Output the material beneath this task exactly, images excluded.

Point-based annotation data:
* BEGIN *

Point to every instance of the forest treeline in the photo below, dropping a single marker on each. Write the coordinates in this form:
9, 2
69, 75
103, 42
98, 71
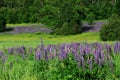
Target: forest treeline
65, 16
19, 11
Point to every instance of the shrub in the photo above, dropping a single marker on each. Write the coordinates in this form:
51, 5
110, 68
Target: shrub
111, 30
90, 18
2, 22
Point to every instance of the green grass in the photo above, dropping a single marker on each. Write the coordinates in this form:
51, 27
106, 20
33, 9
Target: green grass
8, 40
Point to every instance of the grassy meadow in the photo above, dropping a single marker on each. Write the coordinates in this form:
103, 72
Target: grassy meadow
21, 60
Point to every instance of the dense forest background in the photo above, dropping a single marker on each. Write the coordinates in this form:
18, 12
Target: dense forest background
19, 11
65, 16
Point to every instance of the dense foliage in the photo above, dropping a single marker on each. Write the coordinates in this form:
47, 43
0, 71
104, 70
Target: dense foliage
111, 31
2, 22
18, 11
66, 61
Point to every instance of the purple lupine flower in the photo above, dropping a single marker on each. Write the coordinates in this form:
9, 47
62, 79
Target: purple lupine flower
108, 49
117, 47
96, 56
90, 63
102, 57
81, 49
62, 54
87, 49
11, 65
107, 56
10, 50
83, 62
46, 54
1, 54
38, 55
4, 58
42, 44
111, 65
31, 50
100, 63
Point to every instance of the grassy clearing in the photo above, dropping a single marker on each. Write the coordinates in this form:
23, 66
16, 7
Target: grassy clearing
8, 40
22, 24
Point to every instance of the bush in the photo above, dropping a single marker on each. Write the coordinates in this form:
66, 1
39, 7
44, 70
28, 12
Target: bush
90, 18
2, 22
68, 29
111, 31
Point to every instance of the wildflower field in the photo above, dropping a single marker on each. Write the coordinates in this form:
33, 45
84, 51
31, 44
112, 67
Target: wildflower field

* END *

Exercise output:
Point to every instance of the forest treeline in the photo below, dropping a single marker on each. Write the coordinates in this form:
9, 2
69, 75
103, 42
98, 71
Target: forest treeline
65, 16
19, 11
Point to every instance of the shrub in the photo above, dropping a single marker on each. Write the coordinates in this form:
51, 5
110, 68
Target: shrub
111, 30
90, 18
2, 22
Point to every instance of the green grass in the photo above, dropping a single marker on each. Write the coordinates in this form:
51, 27
106, 20
33, 9
Target: green grass
8, 40
Point to every instance of the grassy meadow in the photo above, dropping a single marker on each. Write the coordinates in this form:
103, 72
Target: grassy meadow
21, 60
Point to every instance of the dense forest background in the photo above, dropping a single marker on each. Write the coordinates in this form:
18, 12
Target: dense forest background
19, 11
65, 16
Point to every instance of the dense foliage in the photo above, dropping a single marker on each. Write the coordinates in this form:
47, 43
0, 71
104, 70
Target: dense foliage
111, 31
2, 22
18, 11
66, 61
Point to every instance of the purple lupine flower in the photo above, dropping a single marker on each. Write the coordinates in this form:
9, 47
62, 79
Target: purple lupine flower
108, 49
117, 47
96, 56
90, 63
102, 57
81, 49
62, 54
87, 49
11, 65
107, 56
10, 50
83, 62
46, 54
1, 54
38, 55
4, 58
42, 44
111, 65
31, 50
100, 63
Point to every instance of the grassy clearing in the photo above, dropping a single marker on each. Write the coordinates in this form:
23, 66
16, 7
Target: grassy clearing
8, 40
22, 24
Point to every instance of the bush in the photo above, dropping a single marker on each. Write the coordinates in this form:
66, 1
39, 7
44, 70
28, 12
Target: bush
90, 18
2, 22
68, 29
111, 31
Point to every instance of the wildflower field in the photo above, dropping a single marker on each. Write the coordinates in this form:
33, 45
84, 51
31, 44
112, 67
Target: wildflower field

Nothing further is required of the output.